Required action:
Write out exactly the lines from the start of the entries through the one that contains "Target: silver sedan", including both.

Entries taken from a collection:
-- Opening Marker --

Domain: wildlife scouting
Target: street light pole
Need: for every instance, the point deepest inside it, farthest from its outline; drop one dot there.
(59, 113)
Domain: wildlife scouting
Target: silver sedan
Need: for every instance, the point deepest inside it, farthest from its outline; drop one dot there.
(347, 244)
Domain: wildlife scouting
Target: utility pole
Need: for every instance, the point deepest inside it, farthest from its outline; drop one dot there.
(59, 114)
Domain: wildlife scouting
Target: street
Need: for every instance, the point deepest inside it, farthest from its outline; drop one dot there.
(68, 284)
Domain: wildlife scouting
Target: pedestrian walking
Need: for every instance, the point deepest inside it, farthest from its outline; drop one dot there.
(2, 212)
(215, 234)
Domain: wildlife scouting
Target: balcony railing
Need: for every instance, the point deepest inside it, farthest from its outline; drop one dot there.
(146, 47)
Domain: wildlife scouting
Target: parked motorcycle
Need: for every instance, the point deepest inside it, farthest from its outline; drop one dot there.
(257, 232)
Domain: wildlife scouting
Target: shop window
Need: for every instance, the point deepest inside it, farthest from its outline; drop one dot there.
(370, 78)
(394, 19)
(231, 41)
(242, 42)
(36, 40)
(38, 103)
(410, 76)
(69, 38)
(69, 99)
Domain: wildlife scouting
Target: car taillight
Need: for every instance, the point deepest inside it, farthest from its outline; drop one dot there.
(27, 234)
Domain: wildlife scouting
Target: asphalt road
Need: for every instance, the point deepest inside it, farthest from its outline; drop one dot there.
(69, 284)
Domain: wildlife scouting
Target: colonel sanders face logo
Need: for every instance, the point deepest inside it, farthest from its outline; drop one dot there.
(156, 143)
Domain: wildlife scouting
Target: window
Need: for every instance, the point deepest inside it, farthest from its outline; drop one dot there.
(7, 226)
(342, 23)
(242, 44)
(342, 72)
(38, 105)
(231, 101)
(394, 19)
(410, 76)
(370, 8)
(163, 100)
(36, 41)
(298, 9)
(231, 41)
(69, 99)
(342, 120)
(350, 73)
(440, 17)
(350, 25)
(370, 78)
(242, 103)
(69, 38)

-- Closing Marker --

Solution for this exercise:
Domain: wildlife scouting
Target: street light pole
Need: for every instance, the point deepest inside it, farthest from its outline; drop one dot there.
(59, 113)
Domain: wildlife scouting
Target: silver sedan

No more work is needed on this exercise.